Pick out every line of the entries below that contains the word "road", and copy each one.

(EXTRACTED INFORMATION):
## Begin

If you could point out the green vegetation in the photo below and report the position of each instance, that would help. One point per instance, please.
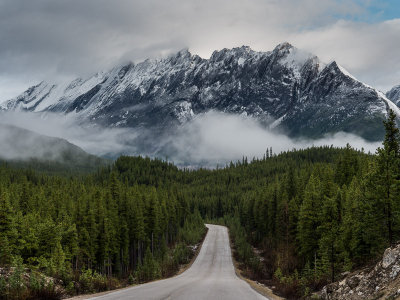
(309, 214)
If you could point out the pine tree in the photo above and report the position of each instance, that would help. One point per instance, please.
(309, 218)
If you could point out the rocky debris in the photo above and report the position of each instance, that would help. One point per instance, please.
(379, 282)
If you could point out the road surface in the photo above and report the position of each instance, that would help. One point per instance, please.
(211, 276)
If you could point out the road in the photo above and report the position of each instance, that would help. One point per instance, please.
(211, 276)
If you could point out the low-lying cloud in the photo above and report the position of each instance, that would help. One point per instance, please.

## End
## Begin

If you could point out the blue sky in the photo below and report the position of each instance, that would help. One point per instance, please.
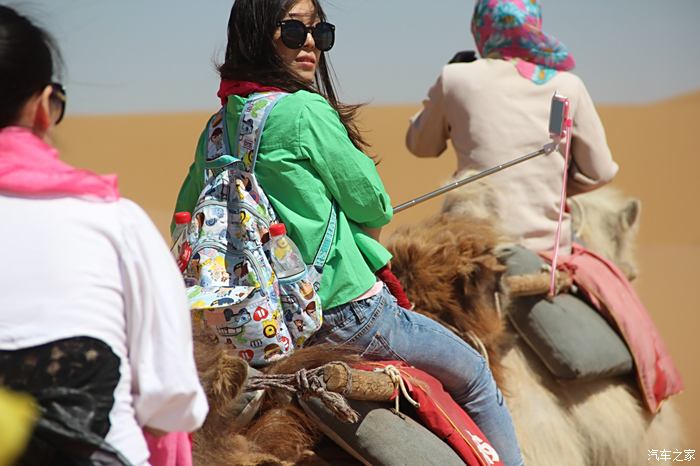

## End

(ANSWER TO THE PROBLEM):
If you could point out the road surface in the photo above and report the position of each instance, that would help. One point per instance, please.
If you could point out the road in the photo above and report the position of each instance, that would help. One point per instance, please.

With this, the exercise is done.